**WRITTEN INSTRUCTION:**
Pull out every line in the items below that contains the string "player" and copy each line unchanged. Matching is case-sensitive.

Rows from a pointing dataset
# # # #

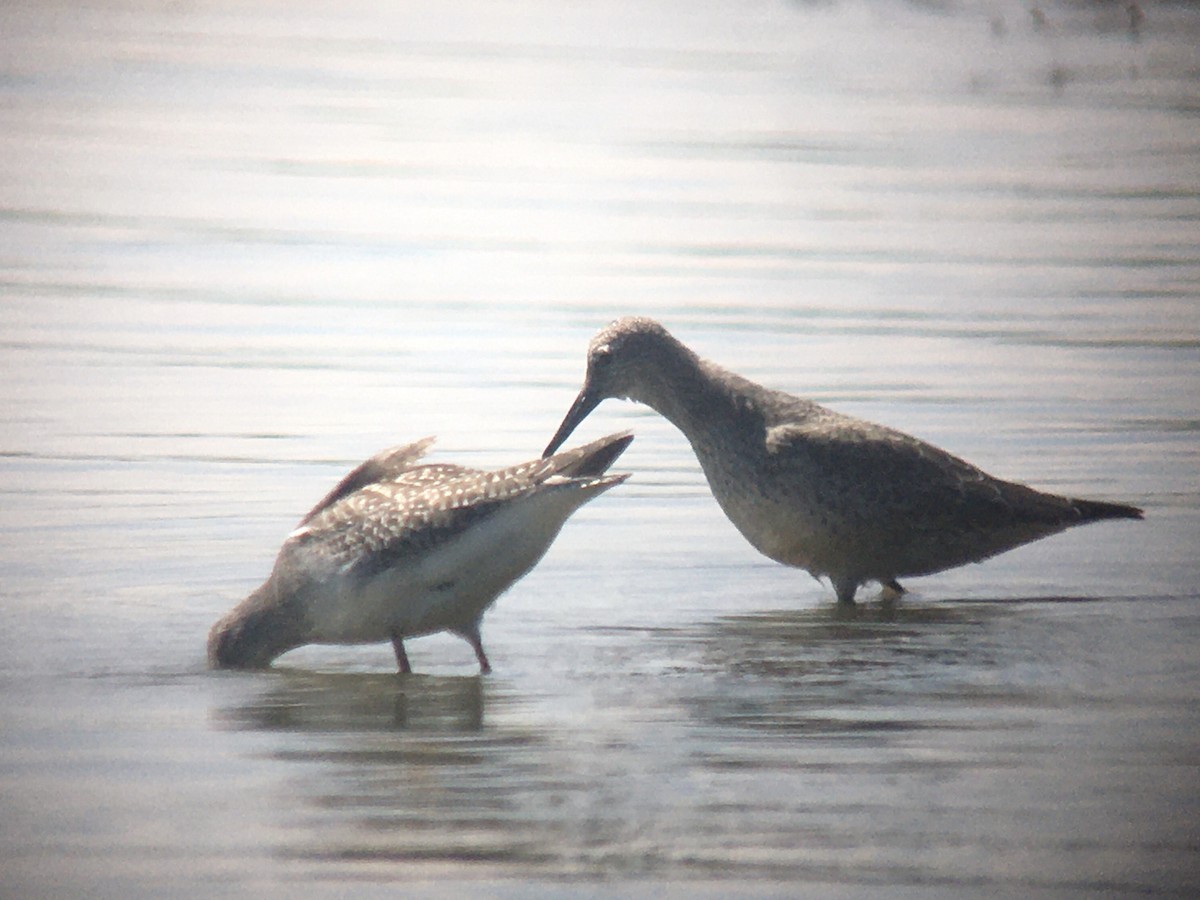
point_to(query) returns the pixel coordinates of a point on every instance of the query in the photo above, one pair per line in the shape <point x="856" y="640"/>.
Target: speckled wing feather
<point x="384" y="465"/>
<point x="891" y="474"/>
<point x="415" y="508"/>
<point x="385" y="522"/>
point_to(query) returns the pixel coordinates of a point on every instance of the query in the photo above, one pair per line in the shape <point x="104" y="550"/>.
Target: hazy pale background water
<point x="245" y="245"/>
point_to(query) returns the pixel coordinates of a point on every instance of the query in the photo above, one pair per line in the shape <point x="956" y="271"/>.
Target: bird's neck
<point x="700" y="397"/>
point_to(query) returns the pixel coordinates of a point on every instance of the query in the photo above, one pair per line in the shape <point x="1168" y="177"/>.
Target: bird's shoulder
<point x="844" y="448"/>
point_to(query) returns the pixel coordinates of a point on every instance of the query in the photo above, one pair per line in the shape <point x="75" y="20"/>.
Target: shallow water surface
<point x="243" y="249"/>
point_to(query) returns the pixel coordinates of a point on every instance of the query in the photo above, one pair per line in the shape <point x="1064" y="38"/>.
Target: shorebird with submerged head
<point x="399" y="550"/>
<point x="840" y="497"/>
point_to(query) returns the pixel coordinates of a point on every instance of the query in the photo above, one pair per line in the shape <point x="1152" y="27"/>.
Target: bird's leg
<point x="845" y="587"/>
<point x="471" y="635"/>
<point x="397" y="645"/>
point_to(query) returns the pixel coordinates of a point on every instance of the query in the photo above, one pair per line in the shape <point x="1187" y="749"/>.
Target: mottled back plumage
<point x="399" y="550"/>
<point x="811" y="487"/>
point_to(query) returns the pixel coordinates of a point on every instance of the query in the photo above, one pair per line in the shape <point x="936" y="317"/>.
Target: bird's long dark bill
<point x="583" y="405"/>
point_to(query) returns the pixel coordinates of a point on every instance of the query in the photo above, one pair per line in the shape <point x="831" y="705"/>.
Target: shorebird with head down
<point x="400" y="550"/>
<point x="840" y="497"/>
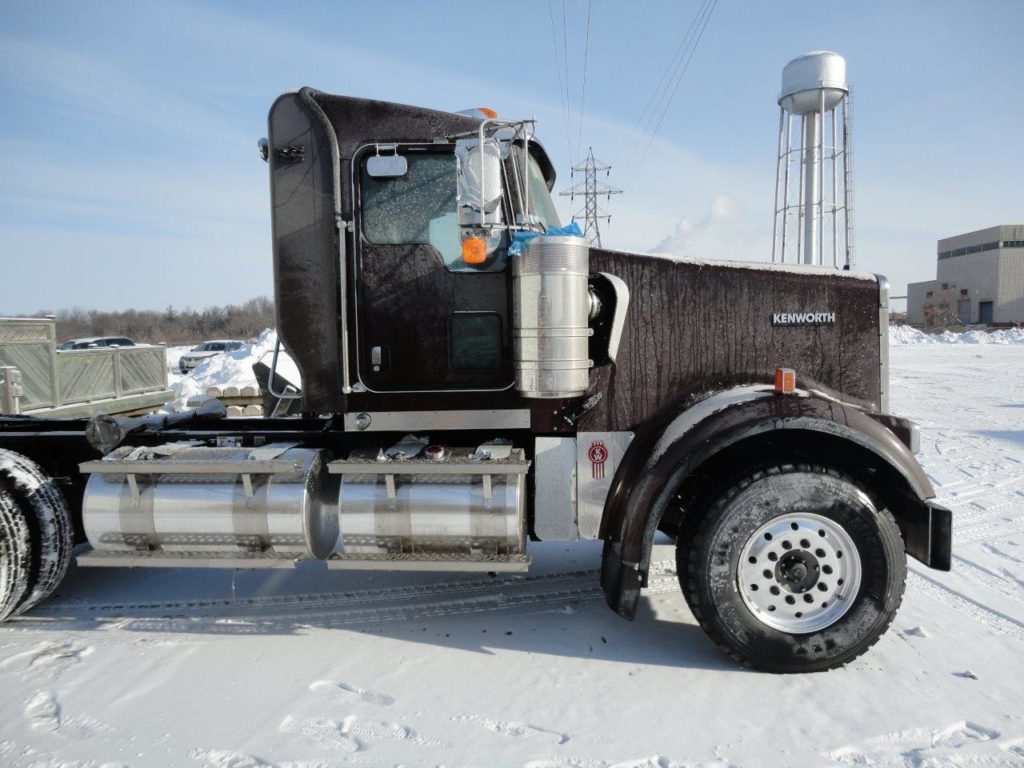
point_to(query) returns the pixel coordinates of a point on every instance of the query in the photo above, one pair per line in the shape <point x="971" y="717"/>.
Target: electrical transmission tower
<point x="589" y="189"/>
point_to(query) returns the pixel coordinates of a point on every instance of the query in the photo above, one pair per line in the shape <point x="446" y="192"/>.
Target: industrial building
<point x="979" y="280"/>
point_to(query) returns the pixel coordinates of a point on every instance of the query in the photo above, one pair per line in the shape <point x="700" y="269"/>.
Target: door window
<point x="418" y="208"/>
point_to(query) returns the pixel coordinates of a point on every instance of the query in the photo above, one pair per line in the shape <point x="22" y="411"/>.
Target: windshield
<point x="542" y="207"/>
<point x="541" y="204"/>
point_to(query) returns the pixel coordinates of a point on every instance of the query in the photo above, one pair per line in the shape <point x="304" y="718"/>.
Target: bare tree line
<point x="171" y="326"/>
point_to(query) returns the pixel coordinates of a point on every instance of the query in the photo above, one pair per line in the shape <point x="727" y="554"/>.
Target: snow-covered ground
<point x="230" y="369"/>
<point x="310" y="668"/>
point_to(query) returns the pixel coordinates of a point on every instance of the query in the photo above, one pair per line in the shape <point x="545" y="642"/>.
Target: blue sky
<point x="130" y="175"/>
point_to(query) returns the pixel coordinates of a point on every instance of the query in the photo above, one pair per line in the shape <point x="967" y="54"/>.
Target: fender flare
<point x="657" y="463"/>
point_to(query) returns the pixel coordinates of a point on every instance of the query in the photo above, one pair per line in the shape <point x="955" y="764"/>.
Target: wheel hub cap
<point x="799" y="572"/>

# # # #

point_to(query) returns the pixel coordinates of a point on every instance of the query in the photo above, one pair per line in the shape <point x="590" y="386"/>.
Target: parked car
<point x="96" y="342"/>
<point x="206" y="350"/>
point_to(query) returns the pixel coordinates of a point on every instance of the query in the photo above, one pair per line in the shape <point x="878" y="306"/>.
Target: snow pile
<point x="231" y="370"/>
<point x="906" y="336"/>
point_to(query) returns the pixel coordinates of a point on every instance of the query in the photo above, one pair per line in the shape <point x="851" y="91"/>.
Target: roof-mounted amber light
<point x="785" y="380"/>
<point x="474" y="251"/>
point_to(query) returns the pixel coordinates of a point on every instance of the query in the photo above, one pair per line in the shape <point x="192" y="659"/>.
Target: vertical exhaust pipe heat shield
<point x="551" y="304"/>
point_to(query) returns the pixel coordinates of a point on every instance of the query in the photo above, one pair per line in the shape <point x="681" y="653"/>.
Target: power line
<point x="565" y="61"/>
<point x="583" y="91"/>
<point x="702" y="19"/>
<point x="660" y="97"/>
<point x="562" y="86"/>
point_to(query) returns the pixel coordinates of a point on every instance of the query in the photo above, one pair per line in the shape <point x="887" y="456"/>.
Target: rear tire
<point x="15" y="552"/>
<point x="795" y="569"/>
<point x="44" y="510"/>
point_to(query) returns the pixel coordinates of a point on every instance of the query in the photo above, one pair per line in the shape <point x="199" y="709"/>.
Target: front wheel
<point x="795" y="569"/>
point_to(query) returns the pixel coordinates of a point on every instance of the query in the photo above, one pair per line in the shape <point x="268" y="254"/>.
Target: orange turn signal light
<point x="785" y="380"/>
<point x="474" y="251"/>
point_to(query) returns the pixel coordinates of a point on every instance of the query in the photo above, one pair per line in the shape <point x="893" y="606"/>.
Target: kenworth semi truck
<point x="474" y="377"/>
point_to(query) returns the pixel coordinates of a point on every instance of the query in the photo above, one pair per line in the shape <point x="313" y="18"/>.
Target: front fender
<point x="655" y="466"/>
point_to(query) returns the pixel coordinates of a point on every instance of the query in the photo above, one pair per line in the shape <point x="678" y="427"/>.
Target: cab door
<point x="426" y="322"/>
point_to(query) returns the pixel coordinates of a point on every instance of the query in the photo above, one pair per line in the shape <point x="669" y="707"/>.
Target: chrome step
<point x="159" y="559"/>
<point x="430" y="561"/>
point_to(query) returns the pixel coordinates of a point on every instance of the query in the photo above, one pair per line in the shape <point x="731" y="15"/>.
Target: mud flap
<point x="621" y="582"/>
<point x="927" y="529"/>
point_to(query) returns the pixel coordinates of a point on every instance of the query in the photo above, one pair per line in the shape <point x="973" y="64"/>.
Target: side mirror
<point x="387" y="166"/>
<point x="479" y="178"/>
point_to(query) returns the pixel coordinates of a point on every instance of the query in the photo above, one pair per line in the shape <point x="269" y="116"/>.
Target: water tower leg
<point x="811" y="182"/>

# # # #

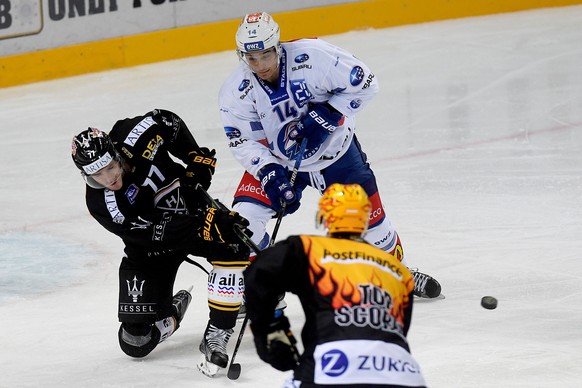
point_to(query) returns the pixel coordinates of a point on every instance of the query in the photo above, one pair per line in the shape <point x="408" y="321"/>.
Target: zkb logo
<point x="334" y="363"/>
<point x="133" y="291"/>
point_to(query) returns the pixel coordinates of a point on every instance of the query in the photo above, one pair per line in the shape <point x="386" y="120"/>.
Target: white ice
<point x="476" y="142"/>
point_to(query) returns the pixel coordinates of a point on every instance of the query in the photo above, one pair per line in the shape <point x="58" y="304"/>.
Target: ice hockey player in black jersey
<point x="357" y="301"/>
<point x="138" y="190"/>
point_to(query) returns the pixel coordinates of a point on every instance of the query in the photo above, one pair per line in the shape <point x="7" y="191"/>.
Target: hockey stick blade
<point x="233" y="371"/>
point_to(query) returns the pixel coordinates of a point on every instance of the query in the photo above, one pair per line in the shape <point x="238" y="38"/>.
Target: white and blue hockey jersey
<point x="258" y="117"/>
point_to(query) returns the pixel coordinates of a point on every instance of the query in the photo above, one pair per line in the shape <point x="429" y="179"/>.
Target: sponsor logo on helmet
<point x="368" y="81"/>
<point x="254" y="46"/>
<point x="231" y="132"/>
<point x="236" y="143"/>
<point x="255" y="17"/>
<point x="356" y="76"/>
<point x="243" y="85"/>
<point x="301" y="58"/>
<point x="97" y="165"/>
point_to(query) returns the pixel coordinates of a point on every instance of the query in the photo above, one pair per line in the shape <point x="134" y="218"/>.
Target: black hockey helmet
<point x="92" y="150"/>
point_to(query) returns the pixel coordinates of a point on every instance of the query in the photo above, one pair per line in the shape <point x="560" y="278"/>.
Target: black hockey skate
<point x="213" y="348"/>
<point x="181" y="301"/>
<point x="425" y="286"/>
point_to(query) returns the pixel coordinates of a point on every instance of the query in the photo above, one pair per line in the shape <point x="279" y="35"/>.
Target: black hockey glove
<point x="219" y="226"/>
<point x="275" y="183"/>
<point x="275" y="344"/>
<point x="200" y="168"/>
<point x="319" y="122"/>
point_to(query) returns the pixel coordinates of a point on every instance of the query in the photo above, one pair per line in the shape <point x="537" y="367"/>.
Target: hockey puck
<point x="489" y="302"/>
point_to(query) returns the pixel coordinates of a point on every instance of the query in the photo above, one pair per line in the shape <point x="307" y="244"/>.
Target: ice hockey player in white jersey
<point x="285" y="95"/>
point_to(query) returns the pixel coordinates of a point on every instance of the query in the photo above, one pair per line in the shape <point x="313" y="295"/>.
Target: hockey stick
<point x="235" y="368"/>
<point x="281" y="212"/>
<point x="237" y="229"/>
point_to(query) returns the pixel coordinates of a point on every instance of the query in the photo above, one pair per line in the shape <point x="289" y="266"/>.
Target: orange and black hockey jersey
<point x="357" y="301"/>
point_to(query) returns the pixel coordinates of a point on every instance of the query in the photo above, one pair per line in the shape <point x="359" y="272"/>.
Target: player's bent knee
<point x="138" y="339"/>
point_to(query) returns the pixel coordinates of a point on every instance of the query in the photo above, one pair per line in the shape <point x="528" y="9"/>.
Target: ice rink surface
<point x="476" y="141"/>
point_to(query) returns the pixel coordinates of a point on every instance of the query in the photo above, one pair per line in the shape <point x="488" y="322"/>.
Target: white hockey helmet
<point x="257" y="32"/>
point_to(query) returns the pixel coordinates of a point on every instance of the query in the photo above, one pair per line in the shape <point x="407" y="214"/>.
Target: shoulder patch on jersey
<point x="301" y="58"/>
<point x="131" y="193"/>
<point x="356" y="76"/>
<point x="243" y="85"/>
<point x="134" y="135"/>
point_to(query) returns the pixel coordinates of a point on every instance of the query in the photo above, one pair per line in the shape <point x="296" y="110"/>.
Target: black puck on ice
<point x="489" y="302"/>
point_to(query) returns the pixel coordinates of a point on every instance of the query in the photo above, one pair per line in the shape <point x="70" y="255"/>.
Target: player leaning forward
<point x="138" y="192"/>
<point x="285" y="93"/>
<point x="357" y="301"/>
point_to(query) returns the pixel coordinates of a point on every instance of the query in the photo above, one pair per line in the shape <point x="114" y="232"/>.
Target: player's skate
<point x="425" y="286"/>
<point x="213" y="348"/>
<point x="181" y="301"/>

# # # #

**WRITTEN RESPONSE:**
Target: ice hockey player in black jersey
Target: ice hockey player in white jersey
Target: player's bent knee
Target: player leaning forward
Target: player's skate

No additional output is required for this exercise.